[ТЕКСТ ДЛЯ ЧТЕНИЯ]
········
Кровеносная система любой «чёрной» тюрьмы это дорога. Это слово могло бы быть в кавычках, не будь оно действительно дорогой. Даже целой сетью дорог. Там были и свои автобаны с магистралями, и тупиковые ветви. И заторы с пробками, и спецгруза́ вне очереди. И даже карта дорог, называемая «глобус». «Нет дороги, нет и жизни», «дорога это святое», «игра, дорога и общак три основы чёрного» меня окружила атмосфера блатной идеологии, и я, словно начинающий репортёр, с головой окунулся в когда-то параллельный для меня мир.
Днём я учился плести «коней» канаты из шерстяного свитера и тёплых носков, ночью же толстые верёвки с носками для груза мы закидывали в верхние, нижние и боковые камеры «славливались» с соседями. После наладки дорог начиналась «движуха». Во все стороны летели записки-малявы, груза́ обычные и «под ответственность», разгонялись по камерам чай-сигареты-конфетки, и до самого утра два «дорожника», одним из которых был я, вместе и по очереди стучали по трубам, тягали туда-сюда «коней», литрами пили крепкий чай, дабы не уснуть на ответственном посту. Я же заодно оттачивал английский, переписываясь с голландцем из соседней камеры.
Настал день спецоперации.
Мой сокамерник, рельефный и статный выпускник военной академии, помешанный на спорте и финансовых операциях со статьёй «мошенничество», с самого утра развёл в камере энергичную деятельность.
Для начала мы выкрутили лампу дневного света. В камере их было несколько, в одном из углов стало чуть темнее и только. Оба конца люминесцентной лампы мы обмотали промасленными тряпками и подожгли. Дождавшись, пока они прогорят, оба конца лампы окунули в ведро с холодной водой. Сухой треск лопнувшего стекла и металлические контакты отвалились сами. Кусок губки на сплетённой верёвке и тёплая мыльная вода помогли мне отмыть изнутри стеклянную колбу от ртути. Получилось длинное прозрачное «ружьё».
Успешное начало операции было отпраздновано апельсиновым соком. Три пустых упаковки из-под сока мы разрезали вдоль, отмыли и аккуратно сшили друг с другом. Вышел узкий длинный жёлоб. Лафет для мини-пушки готов.
········
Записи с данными
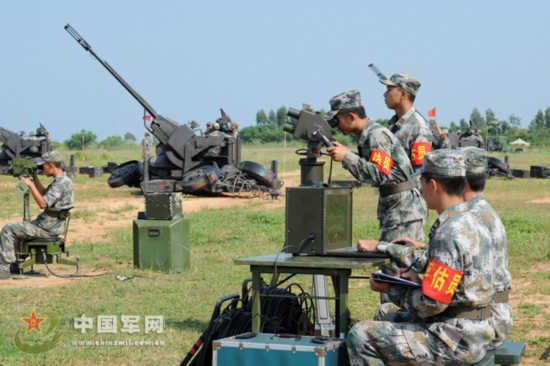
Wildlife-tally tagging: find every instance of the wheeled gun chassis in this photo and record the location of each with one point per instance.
(185, 161)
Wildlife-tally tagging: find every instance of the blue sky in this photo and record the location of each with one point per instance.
(188, 59)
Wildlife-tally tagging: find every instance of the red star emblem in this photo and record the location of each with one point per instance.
(33, 322)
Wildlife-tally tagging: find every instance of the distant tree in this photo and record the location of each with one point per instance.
(261, 118)
(281, 116)
(504, 127)
(515, 121)
(490, 117)
(129, 137)
(111, 142)
(538, 122)
(454, 127)
(477, 120)
(272, 118)
(75, 142)
(547, 117)
(464, 125)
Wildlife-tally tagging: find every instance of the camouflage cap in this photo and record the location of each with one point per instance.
(476, 160)
(444, 163)
(404, 81)
(49, 157)
(345, 100)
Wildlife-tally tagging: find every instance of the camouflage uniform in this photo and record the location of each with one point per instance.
(428, 333)
(501, 309)
(399, 214)
(411, 128)
(59, 196)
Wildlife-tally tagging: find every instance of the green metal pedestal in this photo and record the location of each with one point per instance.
(162, 244)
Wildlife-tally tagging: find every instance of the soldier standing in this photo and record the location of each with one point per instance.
(410, 128)
(446, 319)
(476, 176)
(381, 162)
(56, 200)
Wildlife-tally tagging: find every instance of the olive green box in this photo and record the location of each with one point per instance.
(162, 245)
(163, 206)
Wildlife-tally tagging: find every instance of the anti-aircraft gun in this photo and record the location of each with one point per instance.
(186, 161)
(17, 145)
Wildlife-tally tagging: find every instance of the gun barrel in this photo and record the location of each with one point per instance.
(112, 71)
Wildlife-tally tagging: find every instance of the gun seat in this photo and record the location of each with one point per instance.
(45, 250)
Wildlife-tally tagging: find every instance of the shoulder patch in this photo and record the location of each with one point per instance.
(418, 150)
(382, 160)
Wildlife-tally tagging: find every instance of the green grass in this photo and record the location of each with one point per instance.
(218, 237)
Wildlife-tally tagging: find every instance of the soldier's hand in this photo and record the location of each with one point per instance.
(379, 286)
(367, 245)
(409, 242)
(408, 275)
(338, 151)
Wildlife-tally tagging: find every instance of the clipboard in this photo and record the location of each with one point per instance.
(382, 277)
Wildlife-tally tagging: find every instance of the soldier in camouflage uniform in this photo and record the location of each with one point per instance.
(381, 162)
(56, 200)
(448, 318)
(476, 165)
(410, 128)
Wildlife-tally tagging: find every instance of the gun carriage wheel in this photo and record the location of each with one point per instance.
(128, 173)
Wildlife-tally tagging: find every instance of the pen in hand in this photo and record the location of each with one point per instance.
(412, 264)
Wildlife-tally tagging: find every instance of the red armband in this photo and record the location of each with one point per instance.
(440, 281)
(383, 161)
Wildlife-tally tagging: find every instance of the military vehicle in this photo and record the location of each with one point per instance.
(18, 145)
(186, 161)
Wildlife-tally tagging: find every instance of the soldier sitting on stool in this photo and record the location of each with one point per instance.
(55, 200)
(447, 319)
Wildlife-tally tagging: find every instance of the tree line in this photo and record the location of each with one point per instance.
(269, 129)
(269, 125)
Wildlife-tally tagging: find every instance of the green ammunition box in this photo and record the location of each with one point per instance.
(162, 245)
(163, 206)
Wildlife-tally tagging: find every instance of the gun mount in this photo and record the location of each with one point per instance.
(186, 161)
(17, 145)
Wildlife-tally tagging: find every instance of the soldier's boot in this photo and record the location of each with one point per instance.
(5, 272)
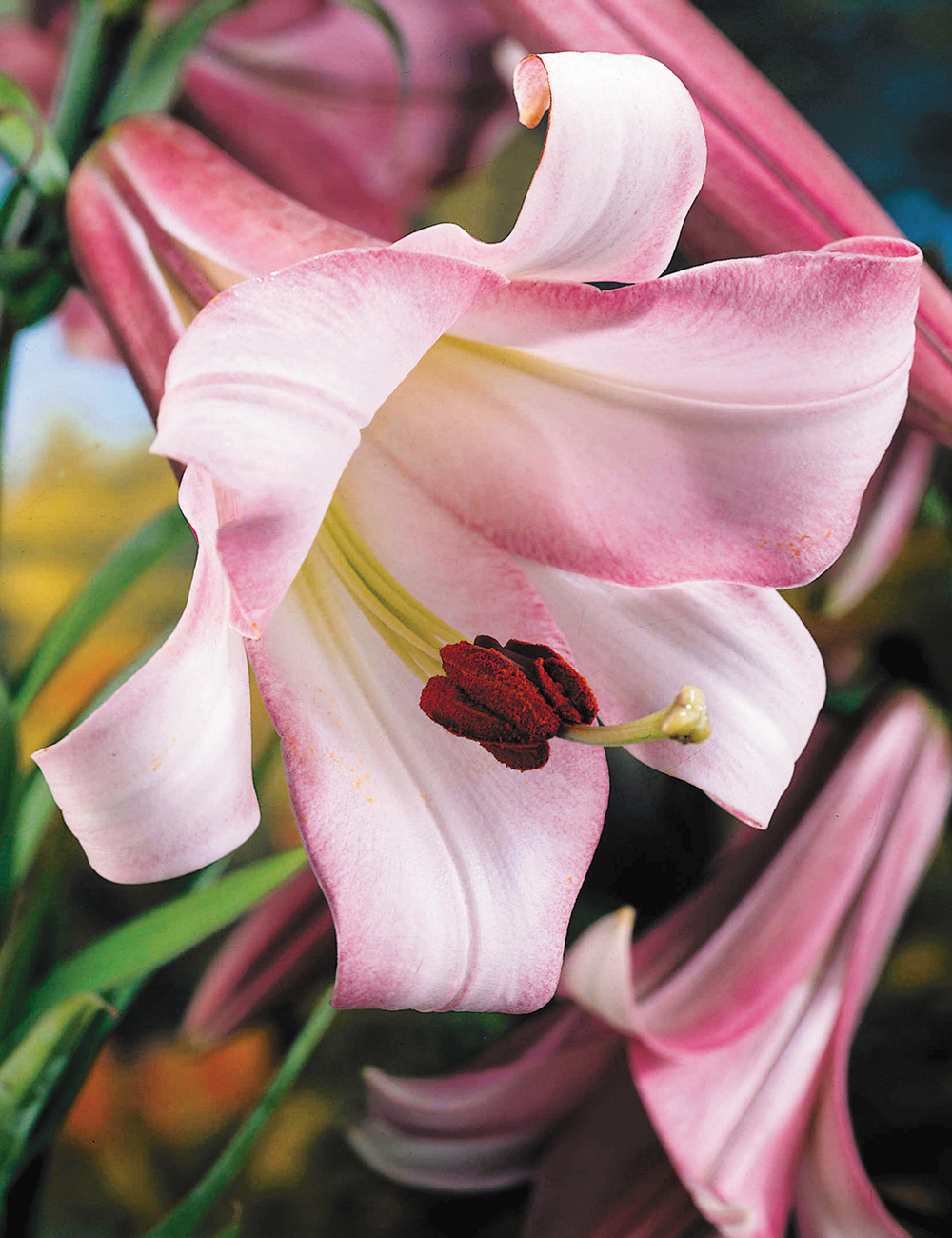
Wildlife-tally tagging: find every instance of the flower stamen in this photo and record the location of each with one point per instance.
(510, 698)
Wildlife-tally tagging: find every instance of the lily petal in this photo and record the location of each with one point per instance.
(210, 205)
(833, 1191)
(889, 509)
(732, 1047)
(482, 1163)
(744, 648)
(745, 401)
(394, 811)
(614, 184)
(771, 182)
(161, 221)
(274, 382)
(606, 1175)
(157, 781)
(441, 1131)
(527, 1092)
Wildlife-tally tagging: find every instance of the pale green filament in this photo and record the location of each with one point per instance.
(415, 634)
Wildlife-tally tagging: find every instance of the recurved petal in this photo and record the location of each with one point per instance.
(528, 1092)
(157, 781)
(605, 1174)
(437, 1131)
(733, 1043)
(177, 182)
(450, 878)
(623, 161)
(745, 649)
(720, 424)
(771, 182)
(274, 382)
(889, 508)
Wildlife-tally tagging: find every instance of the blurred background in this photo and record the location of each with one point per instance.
(876, 78)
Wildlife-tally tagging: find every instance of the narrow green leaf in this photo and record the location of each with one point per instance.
(28, 144)
(87, 1050)
(185, 1220)
(35, 813)
(31, 1072)
(149, 81)
(165, 932)
(8, 780)
(8, 742)
(379, 13)
(166, 532)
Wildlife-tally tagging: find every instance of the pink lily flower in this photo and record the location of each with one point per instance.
(771, 182)
(308, 94)
(888, 512)
(736, 1011)
(349, 144)
(387, 449)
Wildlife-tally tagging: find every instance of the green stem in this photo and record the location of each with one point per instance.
(95, 50)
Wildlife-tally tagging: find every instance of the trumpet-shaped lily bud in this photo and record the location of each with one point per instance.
(733, 1015)
(318, 106)
(771, 182)
(283, 944)
(391, 449)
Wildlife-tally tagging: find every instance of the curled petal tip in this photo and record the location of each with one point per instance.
(532, 91)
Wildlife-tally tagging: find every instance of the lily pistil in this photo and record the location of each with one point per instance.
(510, 698)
········
[ЗАДАНИЯ]
1/ Ответь по отрывку о жизни в тюрьме:
(а) Как называют карту дорог?
(б) Из чего плели «коней»?
(в) Чем отметили успешное начало операции?
2/ Перепиши слово в слово часть отрывка о жизни в тюрьме, которая начинается со слов «Днём я учился» и заканчивается словами «из соседней камеры.».
3/ Допиши отрывок о жизни в тюрьме: продолжи его сразу после последнего предложения.

[ОТВЕТЫ]
1/
(а) «Глобус».
(б) Из шерстяного свитера и тёплых носков.
(в) Апельсиновым соком.

2/
Днём я учился плести «коней» канаты из шерстяного свитера и тёплых носков, ночью же толстые верёвки с носками для груза мы закидывали в верхние, нижние и боковые камеры «славливались» с соседями. После наладки дорог начиналась «движуха». Во все стороны летели записки-малявы, груза́ обычные и «под ответственность», разгонялись по камерам чай-сигареты-конфетки, и до самого утра два «дорожника», одним из которых был я, вместе и по очереди стучали по трубам, тягали туда-сюда «коней», литрами пили крепкий чай, дабы не уснуть на ответственном посту. Я же заодно оттачивал английский, переписываясь с голландцем из соседней камеры.

3/
Из плотной бумаги свернули кульком небольшой волан, чуть толще диаметра стеклянной трубки. В качестве грузила внутрь бумажного конуса вставили мякиш хлеба и продели в него крепкую капроновую нить длиной метров шестьдесят. Снаряд для «застрела» готов.
Размотанную нить аккуратными волнами разложили в картонный жёлоб. Туда же легло и «ружьё» с воланом внутри. Одним концом жёлоб установили на решётке в открытой форточке.
Окна нашей камеры выходили прямо на забор с колючей проволокой. Между окнами и забором были какие-то хозпостройки, а сразу за забором высилась стройка. До неё было метров пятьдесят.
Пока «смотрящий» за камерой обсуждал по телефону с поставщиками «запретов» последние технические вопросы, несостоявшийся офицер расхаживал по камере и глубоко дышал мехами своих лёгких. Так себя насыщают кислородом ныряльщики перед погружением в океан.
Со стороны долгостроя замигал фонарик. Это был сигнал для начала и ориентир для застрела. Все затаили дыхание. Момент истины. Сокамерник уверенно подошёл к «ружью», прицелился, и я вдруг увидел в нём туземного воина с духовой трубкой.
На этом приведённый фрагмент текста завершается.